Print every entry exactly as written.
____________________
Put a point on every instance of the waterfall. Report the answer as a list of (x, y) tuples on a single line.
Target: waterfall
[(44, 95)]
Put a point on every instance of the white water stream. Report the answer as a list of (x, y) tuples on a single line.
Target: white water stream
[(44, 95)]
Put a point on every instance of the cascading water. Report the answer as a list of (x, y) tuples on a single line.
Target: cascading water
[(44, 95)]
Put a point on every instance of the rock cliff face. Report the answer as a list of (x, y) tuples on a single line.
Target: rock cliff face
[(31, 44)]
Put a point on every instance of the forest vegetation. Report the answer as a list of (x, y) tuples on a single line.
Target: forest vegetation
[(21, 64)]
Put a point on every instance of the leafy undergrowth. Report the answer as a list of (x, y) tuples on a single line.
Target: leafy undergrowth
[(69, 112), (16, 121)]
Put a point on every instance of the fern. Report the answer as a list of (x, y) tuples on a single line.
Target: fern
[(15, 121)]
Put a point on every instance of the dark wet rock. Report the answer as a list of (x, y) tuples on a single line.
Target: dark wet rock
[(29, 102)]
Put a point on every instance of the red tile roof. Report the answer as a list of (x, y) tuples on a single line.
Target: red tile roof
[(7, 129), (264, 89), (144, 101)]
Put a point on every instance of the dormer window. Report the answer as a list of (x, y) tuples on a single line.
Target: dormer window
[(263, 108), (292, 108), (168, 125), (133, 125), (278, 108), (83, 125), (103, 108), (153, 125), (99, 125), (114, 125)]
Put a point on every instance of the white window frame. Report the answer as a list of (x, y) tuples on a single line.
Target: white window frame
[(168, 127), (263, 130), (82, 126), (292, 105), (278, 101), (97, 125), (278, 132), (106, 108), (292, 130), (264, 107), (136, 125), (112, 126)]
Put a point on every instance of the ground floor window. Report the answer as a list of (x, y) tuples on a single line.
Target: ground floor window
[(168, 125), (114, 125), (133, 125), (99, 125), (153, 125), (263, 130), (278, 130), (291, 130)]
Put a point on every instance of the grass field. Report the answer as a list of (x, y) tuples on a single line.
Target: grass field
____________________
Result for this exercise:
Put a point on every instance of the waterfall. Report the answer as a list of (x, y) tuples on a single line.
Target: waterfall
[(44, 95)]
Put a point on every instance of the white water stream. Report the answer as a list of (x, y) tuples on a single line.
Target: white water stream
[(44, 95)]
Put a point on every instance of the cascading water. Report the answer as a list of (x, y) tuples on a single line.
Target: cascading water
[(44, 95)]
Put a point on every instance of the rock cliff face. Report the answer as a list of (x, y) tuples on a single line.
Target: rock cliff face
[(31, 44)]
Put a point on every instance of the forest vegetation. Report the answer as a list of (x, y) tuples on a single line.
Target: forest vegetation
[(21, 64)]
Put a point on every instance of the leafy undergrowth. Report the answer as a list of (x, y) tuples on a single line.
Target: leafy undergrowth
[(69, 112), (16, 121)]
Put a point on every instance of the fern. Report the answer as a list of (x, y) tuples on a single line.
Target: fern
[(15, 121)]
Put a point on every instance of the dark wet rock. Report the answer as a list of (x, y) tuples on a single line.
Target: dark wet rock
[(29, 102)]
Put a point on every instance of the red tile roof. Report the answer as a list of (x, y) tuples on a single line.
Target: red tile roof
[(7, 129), (264, 89), (144, 101)]
Put a point on every instance of the dormer window. Report the answer as a list of (x, y) tuples on a single line.
Target: dormer window
[(263, 108), (292, 108), (168, 125), (133, 125), (278, 108), (83, 125), (103, 108), (153, 125), (99, 125), (114, 125)]
Put a point on every instance of the white window frame. Report the answer as a list of (x, y) tuples on a single line.
Target: white window frame
[(168, 127), (263, 130), (82, 126), (292, 105), (278, 101), (97, 125), (278, 132), (106, 108), (292, 130), (264, 107), (136, 125), (112, 126)]
Put a point on every instance of the ground floor window. Report the answer as a list of (x, y) tuples on a single line.
Target: ground floor window
[(168, 125), (114, 125), (133, 125), (99, 125), (153, 125), (263, 130), (278, 130), (291, 130)]
Put a point on every instance of the grass field. Report the answer as a list of (x, y) tuples on a single line.
Target: grass field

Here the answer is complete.